* _WHAT NEEDS TO BE DONE_
Repeat exactly each line of the data provided below.

* _SUPPLIED INFORMATION_
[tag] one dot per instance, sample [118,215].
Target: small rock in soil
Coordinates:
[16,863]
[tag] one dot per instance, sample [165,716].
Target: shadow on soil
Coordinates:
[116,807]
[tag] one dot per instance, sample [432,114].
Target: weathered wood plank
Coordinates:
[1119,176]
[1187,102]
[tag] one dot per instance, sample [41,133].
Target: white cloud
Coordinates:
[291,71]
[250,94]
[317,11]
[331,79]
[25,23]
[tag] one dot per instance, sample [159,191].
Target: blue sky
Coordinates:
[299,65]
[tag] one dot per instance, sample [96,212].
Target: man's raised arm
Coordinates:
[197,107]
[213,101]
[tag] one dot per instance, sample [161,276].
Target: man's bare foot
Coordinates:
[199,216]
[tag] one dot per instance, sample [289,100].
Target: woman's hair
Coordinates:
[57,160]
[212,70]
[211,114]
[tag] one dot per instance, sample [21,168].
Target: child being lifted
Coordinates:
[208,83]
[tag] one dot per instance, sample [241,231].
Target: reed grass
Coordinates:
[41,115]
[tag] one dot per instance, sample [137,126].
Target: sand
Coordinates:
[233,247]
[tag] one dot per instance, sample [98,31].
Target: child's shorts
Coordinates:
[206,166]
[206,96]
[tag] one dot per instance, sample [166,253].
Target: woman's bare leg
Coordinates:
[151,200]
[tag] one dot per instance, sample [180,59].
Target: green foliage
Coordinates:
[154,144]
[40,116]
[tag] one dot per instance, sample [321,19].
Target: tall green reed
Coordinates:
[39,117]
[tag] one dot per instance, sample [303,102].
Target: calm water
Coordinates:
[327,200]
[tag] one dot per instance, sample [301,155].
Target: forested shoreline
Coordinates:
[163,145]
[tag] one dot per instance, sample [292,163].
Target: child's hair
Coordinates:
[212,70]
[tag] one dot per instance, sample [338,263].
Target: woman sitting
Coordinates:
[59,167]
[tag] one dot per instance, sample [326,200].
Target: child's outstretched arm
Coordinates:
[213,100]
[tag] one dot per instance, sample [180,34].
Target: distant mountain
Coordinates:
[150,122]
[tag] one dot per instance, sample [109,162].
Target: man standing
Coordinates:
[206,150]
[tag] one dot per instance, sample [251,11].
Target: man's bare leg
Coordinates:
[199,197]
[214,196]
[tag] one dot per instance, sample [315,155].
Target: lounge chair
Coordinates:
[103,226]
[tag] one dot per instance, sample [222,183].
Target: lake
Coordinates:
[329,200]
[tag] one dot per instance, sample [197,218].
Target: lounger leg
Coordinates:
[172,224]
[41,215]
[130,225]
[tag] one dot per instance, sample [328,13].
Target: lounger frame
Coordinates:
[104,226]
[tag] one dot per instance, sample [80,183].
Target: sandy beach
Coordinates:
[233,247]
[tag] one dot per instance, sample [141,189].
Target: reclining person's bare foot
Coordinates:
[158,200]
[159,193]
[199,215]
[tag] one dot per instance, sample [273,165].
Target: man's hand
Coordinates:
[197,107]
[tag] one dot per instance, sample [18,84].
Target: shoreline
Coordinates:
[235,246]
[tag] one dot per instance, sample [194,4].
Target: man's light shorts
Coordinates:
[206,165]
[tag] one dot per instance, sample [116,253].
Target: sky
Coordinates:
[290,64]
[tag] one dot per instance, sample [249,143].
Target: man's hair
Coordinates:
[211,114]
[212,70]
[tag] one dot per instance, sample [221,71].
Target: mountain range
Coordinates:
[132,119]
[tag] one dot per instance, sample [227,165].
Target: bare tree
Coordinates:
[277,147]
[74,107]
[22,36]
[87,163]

* _FULL SOLUTION_
[tag] one dot per instance, sample [118,215].
Target: small rock in soil
Coordinates:
[16,863]
[tag] one dot per instance, sample [165,716].
Target: shadow on soil
Coordinates:
[116,807]
[tag] one dot per instance, sample [432,114].
Target: weathered wood plank
Coordinates:
[1119,176]
[1187,102]
[tag] one dot per instance, sample [41,133].
Target: white cloud
Coordinates:
[291,71]
[250,94]
[317,11]
[331,79]
[25,23]
[tag] one dot per instance, sample [159,191].
Target: blue sky
Coordinates:
[299,65]
[tag] one dot per instance, sample [96,212].
Target: man's raised arm
Coordinates:
[197,107]
[213,101]
[tag] one dot per instance, sample [161,276].
Target: man's bare foot
Coordinates:
[199,216]
[tag] one dot per instance, sample [289,100].
Target: woman's hair
Coordinates:
[57,160]
[212,70]
[211,114]
[tag] one dot per instance, sample [21,168].
Target: child being lifted
Coordinates:
[208,83]
[tag] one dot per instance, sample [241,231].
Target: reed grass
Coordinates:
[41,115]
[tag] one dot per instance, sample [137,126].
Target: sand
Coordinates:
[233,247]
[tag] one dot per instance, sample [98,31].
Target: child's shorts
Coordinates:
[206,166]
[206,96]
[tag] one dot per instance, sample [166,253].
Target: woman's bare leg
Coordinates:
[151,200]
[tag] one dot per instance, sample [180,59].
Target: green foliage
Coordinates:
[154,144]
[40,116]
[tag] one dot per instance, sample [321,19].
Target: tall green reed
Coordinates:
[39,117]
[tag] one dot per instance, sample [303,102].
Target: calm water
Coordinates:
[327,200]
[tag] one dot per instance, sample [301,155].
Target: forested shoreline
Coordinates:
[163,145]
[tag] one dot per instance, sample [292,163].
Target: child's hair
Coordinates:
[212,70]
[tag] one dot per instance, sample [338,263].
Target: woman sitting
Coordinates:
[59,167]
[tag] one dot per instance, sample [326,200].
Target: child's outstretched arm
Coordinates:
[213,100]
[tag] one dot per instance, sample [180,34].
Target: distant mountain
Coordinates:
[150,122]
[tag] one dot per instance, sample [109,162].
Target: man standing
Coordinates:
[206,150]
[tag] one dot per instance, sample [251,11].
Target: man's bare leg
Coordinates:
[199,197]
[214,196]
[tag] one dot per instance, sample [315,155].
Target: lounge chair
Coordinates:
[103,226]
[tag] one dot per instance, sample [222,183].
Target: lake
Coordinates:
[329,200]
[tag] one dot per instance, sample [197,218].
Target: lounger leg
Coordinates:
[172,224]
[41,215]
[130,225]
[tag] one dot per instance, sample [328,13].
Target: lounger frame
Coordinates:
[104,226]
[tag] one dot per instance, sample [80,183].
Target: sandy beach
Coordinates:
[233,247]
[tag] one dot per instance, sample [141,189].
Target: reclining person's bare foot
Coordinates:
[158,200]
[159,193]
[199,215]
[tag] one dot per instance, sample [273,165].
Target: man's hand
Coordinates:
[197,107]
[tag] one dot per instance, sample [18,84].
Target: shoreline
Coordinates:
[235,246]
[tag] one dot per instance, sample [194,4].
Target: man's light shorts
Coordinates:
[206,165]
[tag] one dot per instance, sample [116,253].
Target: sky
Coordinates:
[290,64]
[tag] one dot per instance, sample [249,143].
Target: man's hair
Coordinates:
[211,114]
[212,70]
[tag] one dot per instance, sample [221,71].
Target: mountain range
Coordinates:
[132,119]
[tag] one dot per instance, sample [227,165].
Target: bare tree
Coordinates:
[277,147]
[74,107]
[22,36]
[87,163]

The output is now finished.